What the exercise asks
Every record below must be set down again exactly as given.

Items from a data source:
⟨
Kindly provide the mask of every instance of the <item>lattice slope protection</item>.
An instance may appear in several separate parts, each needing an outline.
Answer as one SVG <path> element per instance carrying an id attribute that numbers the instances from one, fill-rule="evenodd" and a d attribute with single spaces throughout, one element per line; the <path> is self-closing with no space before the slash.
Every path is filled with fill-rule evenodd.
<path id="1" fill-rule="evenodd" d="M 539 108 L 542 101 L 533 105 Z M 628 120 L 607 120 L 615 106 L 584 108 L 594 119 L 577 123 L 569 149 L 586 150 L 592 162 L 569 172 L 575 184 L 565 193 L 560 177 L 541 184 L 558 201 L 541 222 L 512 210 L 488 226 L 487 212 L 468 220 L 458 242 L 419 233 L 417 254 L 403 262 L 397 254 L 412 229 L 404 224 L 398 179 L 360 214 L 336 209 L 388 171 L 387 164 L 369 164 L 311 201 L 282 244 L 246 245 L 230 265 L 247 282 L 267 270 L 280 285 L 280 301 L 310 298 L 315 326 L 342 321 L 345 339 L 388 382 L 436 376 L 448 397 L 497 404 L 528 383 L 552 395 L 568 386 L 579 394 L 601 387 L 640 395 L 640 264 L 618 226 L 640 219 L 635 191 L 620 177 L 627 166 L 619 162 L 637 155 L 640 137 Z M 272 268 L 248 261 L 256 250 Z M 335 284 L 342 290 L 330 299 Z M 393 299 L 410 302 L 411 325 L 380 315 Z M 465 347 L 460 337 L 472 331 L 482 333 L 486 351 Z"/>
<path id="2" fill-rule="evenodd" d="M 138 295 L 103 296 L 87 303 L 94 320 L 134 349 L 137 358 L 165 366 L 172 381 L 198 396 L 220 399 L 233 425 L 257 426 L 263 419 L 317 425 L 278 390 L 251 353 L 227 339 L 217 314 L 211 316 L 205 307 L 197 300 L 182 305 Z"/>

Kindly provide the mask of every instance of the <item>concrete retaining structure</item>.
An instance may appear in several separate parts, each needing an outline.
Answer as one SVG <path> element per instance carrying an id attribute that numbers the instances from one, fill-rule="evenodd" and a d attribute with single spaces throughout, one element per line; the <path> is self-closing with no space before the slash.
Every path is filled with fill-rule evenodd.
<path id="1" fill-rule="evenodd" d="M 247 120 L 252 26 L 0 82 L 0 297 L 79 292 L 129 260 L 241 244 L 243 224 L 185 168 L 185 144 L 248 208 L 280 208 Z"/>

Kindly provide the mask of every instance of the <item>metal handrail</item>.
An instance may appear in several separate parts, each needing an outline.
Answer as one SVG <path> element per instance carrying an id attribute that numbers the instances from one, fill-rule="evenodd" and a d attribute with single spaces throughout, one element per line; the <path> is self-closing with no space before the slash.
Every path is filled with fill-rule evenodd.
⟩
Worked solution
Kindly provide the mask of every instance of the <item>lattice slope protection</item>.
An instance may appear in several separate parts, each needing an outline.
Answer as one SVG <path> element per instance carrying an id attribute that numbers the instances from one, fill-rule="evenodd" and a d attribute with single spaces throughout, one element per line; the <path> is self-closing with no space before the slash.
Every path is filled with fill-rule evenodd.
<path id="1" fill-rule="evenodd" d="M 539 108 L 542 101 L 533 105 Z M 628 120 L 607 120 L 615 106 L 584 108 L 594 119 L 577 123 L 569 149 L 586 150 L 592 162 L 569 172 L 575 184 L 565 193 L 560 177 L 541 184 L 558 201 L 541 222 L 512 210 L 488 226 L 487 212 L 468 220 L 458 242 L 419 233 L 417 254 L 403 262 L 397 254 L 412 229 L 404 224 L 398 179 L 360 214 L 336 209 L 388 171 L 387 164 L 369 164 L 311 201 L 282 244 L 246 245 L 230 265 L 247 282 L 267 270 L 280 285 L 280 301 L 310 298 L 315 326 L 342 321 L 345 339 L 388 382 L 436 376 L 448 397 L 497 404 L 528 383 L 552 395 L 568 386 L 579 394 L 601 387 L 640 395 L 640 264 L 618 226 L 640 219 L 635 191 L 620 177 L 627 166 L 619 162 L 637 155 L 640 137 Z M 272 268 L 248 261 L 256 250 Z M 335 284 L 342 290 L 330 299 Z M 393 299 L 410 302 L 411 325 L 380 315 Z M 465 347 L 460 337 L 472 331 L 482 333 L 486 351 Z"/>
<path id="2" fill-rule="evenodd" d="M 138 295 L 103 296 L 87 303 L 94 320 L 134 349 L 137 358 L 165 366 L 172 381 L 198 396 L 220 399 L 233 425 L 257 426 L 263 419 L 317 425 L 278 390 L 251 353 L 227 339 L 217 314 L 211 316 L 205 307 L 197 300 L 182 305 Z"/>

Kindly provide the mask of every instance of the <item>concrete retaining structure</item>.
An instance may appear in several separate parts, each needing an outline.
Answer as one SVG <path> element per instance carrying an id attribute that numbers the instances from one, fill-rule="evenodd" and a d attribute with single spaces throughout, one element per line; the <path> is self-closing with no space before the slash.
Every path is filled with fill-rule evenodd.
<path id="1" fill-rule="evenodd" d="M 247 120 L 252 26 L 0 82 L 0 297 L 79 292 L 129 260 L 241 244 L 243 224 L 185 168 L 185 144 L 248 208 L 280 208 Z"/>

Kindly provide the mask of every instance of the <item>metal handrail</item>.
An instance may appear in several separate parts, each needing an outline.
Answer as one SVG <path> element per instance carrying an id attribute that numbers the instances from one, fill-rule="evenodd" and a d attribute with single spaces throughout, one element per line; the <path> is self-closing with no space before the slash.
Every path is filled with fill-rule evenodd.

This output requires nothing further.